# [THE RECORDS]
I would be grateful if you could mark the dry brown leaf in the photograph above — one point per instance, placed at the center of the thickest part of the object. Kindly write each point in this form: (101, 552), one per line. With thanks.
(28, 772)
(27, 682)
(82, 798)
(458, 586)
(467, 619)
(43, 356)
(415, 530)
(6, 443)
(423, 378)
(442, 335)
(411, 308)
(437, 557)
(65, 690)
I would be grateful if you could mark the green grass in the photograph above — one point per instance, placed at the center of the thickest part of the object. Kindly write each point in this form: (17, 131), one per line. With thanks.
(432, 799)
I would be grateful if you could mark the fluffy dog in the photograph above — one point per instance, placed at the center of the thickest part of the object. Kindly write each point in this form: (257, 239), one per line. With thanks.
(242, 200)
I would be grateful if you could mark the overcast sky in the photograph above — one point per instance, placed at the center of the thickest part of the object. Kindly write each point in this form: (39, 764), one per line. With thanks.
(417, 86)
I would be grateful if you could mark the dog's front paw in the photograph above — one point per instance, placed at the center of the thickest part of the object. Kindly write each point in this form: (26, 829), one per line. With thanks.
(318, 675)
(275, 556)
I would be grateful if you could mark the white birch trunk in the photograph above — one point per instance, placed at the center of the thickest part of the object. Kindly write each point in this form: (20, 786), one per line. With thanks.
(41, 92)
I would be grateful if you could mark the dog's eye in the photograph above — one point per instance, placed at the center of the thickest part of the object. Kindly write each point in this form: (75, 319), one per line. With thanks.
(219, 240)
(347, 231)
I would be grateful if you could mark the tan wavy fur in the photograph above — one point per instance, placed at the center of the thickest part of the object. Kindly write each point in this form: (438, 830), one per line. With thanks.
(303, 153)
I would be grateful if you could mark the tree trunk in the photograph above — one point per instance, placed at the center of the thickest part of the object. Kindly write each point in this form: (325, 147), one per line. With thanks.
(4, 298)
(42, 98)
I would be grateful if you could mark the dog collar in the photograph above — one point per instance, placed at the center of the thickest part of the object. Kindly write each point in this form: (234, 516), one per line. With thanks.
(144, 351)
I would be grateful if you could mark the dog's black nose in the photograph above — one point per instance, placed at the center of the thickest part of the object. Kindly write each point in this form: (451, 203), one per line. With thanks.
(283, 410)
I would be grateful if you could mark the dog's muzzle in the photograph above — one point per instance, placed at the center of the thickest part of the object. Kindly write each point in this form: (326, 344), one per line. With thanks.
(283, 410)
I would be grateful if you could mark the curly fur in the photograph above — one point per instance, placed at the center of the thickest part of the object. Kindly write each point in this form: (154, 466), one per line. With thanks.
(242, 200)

# [TASK STATEMENT]
Present all of the items above as a numbered list, omitting any blank lines.

# [REPLY]
1. I would be grateful if you could mark the dry brown leaf in the photograph above — one point per instance, placed at the center of the thickest part of the object. Kindly write each point in this form: (101, 552), one per line. With thanks.
2. (28, 772)
3. (27, 682)
4. (82, 798)
5. (458, 586)
6. (467, 619)
7. (43, 356)
8. (415, 530)
9. (6, 443)
10. (423, 378)
11. (442, 335)
12. (411, 308)
13. (437, 557)
14. (65, 690)
15. I would be grateful if you could mark the green grass in the photograph above — one point per instance, placed at the center of the thickest part of the object. Kindly write each point in this form: (17, 131), one per line. With thanks.
16. (432, 799)
17. I would be grateful if you could mark the fluffy dog in the photograph above — one point per instance, placed at the center of the thickest part of the object. Kindly write each point in this form: (257, 239), one per line. With thanks.
18. (242, 200)
19. I would be grateful if you could mark the overcast sky in the photograph above — one point per instance, placed at the center of the thickest part of the object. Kindly write each point in this form: (39, 764), one per line. With thanks.
20. (417, 86)
21. I would be grateful if you could mark the dog's front paw in the photograph above — one point per instance, placed at the center of the thickest part of the object. Kindly write each point in this form: (26, 829), one per line. With thanks.
22. (318, 675)
23. (275, 556)
24. I would be grateful if you could mark the white birch trunk in the photograph above — one point per instance, placed at the center of the thickest part of the object. Kindly write each point in this form: (20, 786), one per line. With thanks.
25. (41, 92)
26. I would be grateful if you could mark the dog's eye in the photograph above — one point per instance, placed at the center of the thickest part of the object. Kindly write each point in this form: (75, 319), one per line. With thanks.
27. (219, 240)
28. (347, 231)
29. I would be grateful if you could mark the tan wavy fur in the photograph above — one point per instance, placed at the center of the thickest part of the object. Kindly write each point in this form: (438, 830), one per line. With thanks.
30. (303, 153)
31. I would be grateful if you could mark the tree trunk in the photograph above — one point per instance, placed at the center of the thickest part of the object. Kindly write each point in this form: (325, 147), one per line. With thanks.
32. (4, 298)
33. (42, 98)
34. I would be grateful if you could mark the dog collar in the photograph above — one point per instance, placed at the center of the thickest part of the object. Kindly write each point in this form: (234, 516), one per line. With thanks.
35. (144, 351)
36. I would be grateful if you could mark the dog's black nose in the photograph above — one point per instance, placed at the center of the thickest part of the object. Kindly write each point in this form: (451, 203), one per line. With thanks.
37. (283, 410)
38. I would be grateful if you could mark the dog's muzzle in the photograph above — one point per instance, placed at the center of the thickest part of the object. Kindly write each point in this form: (326, 344), one per line. With thanks.
39. (283, 410)
40. I would be grateful if you could mark the curly fur in the photograph above — one point per instance, placed at the center of the thickest part of the object. Kindly write each point in this form: (154, 466), one per line. With thanks.
41. (242, 200)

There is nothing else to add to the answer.